● **TASK GOAL**
When you find the word "below" in a line of the entries, please copy the whole line.

● **INPUT**
* * * * * * * * *

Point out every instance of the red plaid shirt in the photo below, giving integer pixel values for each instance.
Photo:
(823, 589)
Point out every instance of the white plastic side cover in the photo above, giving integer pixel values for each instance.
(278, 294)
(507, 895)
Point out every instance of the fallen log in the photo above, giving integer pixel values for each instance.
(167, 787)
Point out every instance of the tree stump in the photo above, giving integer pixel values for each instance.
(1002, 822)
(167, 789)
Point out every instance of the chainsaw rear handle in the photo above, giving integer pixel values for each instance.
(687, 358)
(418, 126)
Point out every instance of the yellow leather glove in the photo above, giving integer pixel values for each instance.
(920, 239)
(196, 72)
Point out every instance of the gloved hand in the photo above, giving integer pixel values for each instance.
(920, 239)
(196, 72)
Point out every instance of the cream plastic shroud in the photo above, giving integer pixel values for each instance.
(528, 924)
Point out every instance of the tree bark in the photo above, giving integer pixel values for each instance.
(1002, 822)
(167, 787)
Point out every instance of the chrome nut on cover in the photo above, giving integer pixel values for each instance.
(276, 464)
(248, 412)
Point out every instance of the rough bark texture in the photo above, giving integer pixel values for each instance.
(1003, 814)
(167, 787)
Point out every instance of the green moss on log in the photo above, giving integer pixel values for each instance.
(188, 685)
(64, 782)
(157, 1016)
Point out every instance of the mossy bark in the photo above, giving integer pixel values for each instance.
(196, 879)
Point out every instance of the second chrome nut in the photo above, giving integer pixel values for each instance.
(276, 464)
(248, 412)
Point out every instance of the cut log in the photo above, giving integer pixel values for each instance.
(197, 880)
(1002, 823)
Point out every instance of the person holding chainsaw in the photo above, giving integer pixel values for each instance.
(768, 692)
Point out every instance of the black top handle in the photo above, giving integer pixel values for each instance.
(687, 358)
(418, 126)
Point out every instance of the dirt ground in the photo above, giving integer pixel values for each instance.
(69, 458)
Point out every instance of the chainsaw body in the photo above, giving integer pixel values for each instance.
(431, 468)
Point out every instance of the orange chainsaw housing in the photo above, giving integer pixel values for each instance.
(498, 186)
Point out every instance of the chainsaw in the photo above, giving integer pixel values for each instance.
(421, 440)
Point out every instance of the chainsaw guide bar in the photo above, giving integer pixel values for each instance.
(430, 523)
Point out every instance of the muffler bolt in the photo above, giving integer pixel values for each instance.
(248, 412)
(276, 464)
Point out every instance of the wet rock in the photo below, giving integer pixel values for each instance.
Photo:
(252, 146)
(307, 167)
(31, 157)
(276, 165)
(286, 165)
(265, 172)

* * * * * * * * *

● **OUTPUT OF THE TASK**
Point out every instance of the red plaid shirt in the photo below, giving integer pixel values for each instance.
Point out every instance of the wet rock in the photo below, giving integer pixel values for each instance.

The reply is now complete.